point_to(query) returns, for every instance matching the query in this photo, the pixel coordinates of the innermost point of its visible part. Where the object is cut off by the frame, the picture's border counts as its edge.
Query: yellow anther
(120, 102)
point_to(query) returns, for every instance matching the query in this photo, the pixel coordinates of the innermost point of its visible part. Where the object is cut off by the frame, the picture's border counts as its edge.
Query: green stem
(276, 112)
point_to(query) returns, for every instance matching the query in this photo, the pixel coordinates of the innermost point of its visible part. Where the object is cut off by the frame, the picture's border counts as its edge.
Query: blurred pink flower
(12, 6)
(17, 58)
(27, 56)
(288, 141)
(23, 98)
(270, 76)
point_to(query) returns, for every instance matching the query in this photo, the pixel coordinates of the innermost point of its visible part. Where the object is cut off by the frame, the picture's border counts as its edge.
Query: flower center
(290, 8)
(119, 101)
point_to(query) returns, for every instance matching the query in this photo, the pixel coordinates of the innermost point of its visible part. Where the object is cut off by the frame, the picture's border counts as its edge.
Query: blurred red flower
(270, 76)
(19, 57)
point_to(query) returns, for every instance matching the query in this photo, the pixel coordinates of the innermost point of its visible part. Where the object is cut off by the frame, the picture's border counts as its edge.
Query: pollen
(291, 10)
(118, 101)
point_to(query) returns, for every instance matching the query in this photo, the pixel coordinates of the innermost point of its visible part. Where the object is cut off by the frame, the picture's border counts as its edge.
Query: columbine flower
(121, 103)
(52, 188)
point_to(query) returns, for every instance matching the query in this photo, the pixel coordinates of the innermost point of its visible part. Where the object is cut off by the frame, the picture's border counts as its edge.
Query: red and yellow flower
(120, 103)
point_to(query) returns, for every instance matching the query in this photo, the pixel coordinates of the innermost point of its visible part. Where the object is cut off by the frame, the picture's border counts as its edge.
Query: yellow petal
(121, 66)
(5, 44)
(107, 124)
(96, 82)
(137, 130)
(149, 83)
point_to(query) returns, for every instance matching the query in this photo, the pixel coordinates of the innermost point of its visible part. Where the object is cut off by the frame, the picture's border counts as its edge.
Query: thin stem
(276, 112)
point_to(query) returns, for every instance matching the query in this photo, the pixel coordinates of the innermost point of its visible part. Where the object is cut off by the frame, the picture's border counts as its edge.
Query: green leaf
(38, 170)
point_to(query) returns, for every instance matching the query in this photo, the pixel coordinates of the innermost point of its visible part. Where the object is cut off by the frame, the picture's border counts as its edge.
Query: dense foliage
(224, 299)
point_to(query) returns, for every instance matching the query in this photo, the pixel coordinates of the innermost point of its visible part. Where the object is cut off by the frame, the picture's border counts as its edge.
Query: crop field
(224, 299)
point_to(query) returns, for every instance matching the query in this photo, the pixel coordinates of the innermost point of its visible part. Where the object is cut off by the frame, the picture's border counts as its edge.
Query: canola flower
==========
**Instructions to follow**
Restate the whole listing exactly, leaving out nothing.

**Answer to the exercise**
point_to(query) returns, for every instance matching the query in this photo, the pixel coordinates of the innermost point of its visible part. Where the object is cut off by the frame, the picture's border counts as its edge.
Query: yellow anther
(120, 102)
point_to(query) returns, for every instance matching the query in this photo, the pixel coordinates of the innermost point of its visible part. Where the object is cut off by the frame, the picture's border counts as its edge.
Query: green stem
(276, 112)
point_to(query) returns, for every instance matching the query in this photo, the pixel coordinates of the innermost point of its visible part. Where the object is cut off by the frame, the picture's border counts as its edge.
Query: blurred pink flower
(12, 6)
(17, 58)
(27, 56)
(288, 141)
(23, 98)
(270, 76)
point_to(query) returns, for every instance matching the query in this photo, the pixel coordinates of the innermost point of its visible part. Where the object is cut off by the frame, the picture's border counts as its edge.
Query: flower center
(290, 8)
(119, 101)
point_to(query) returns, for every instance matching the query in this photo, the pixel coordinates of the innermost point of its visible part. Where the object is cut off by the frame, the picture's border counts as its edge.
Query: blurred red flower
(270, 76)
(19, 57)
point_to(query) returns, for every instance matching the query in this photo, the pixel coordinates of the innermost point of its visible part. Where the object is cut off by the frame, the picture's border counts as its edge.
Query: pollen
(291, 10)
(118, 101)
point_to(query) returns, for every instance matching the query in this photo, the pixel coordinates of the innermost point of its visible part. Where the object is cut off by the frame, the picture's border counts as its edge.
Query: columbine flower
(121, 103)
(52, 188)
point_to(query) returns, for every instance matching the query in this photo, the pixel coordinates of the innermost point of its visible part. Where the object is cut off by the frame, the picture's border counts as its edge.
Query: red and yellow flower
(120, 103)
point_to(query) returns, for every instance matching the query in this photo, the pixel coordinates of the innermost point of its visible part. Where the object is cut off by the frame, the picture's border counts as its edge.
Query: yellow petal
(121, 66)
(5, 44)
(107, 124)
(96, 82)
(137, 130)
(149, 83)
point_to(query) returns, for every instance matching the query in this photo, the pixel coordinates of the innermost point of its visible part. Where the object is cut off by the frame, the picture's border counts as its edge.
Query: thin stem
(276, 112)
point_to(query) returns, for every instance matching the query in this photo, the pixel coordinates of the innermost point of its visible part. Where the object is cut off by the frame, the picture's border counts as its edge.
Query: green leaf
(38, 170)
point_to(query) returns, for every instance matching the query in this photo, the pixel coordinates of the innermost point of its visible part. Where the object is cut off by the frame, the picture's border counts as its edge.
Query: dense foliage
(224, 299)
point_to(query) returns, for every instance matching the query in this photo, the pixel coordinates of the innermost point of its visible part. Where the object is cut off by the frame, the picture's border counts as its edge.
Query: crop field
(224, 299)
point_to(query) returns, for every instance matching the query in this photo, the pixel coordinates of the innermost point of its visible part. Where the object is cut off by the frame, the picture's border counts as its edge.
Query: canola flower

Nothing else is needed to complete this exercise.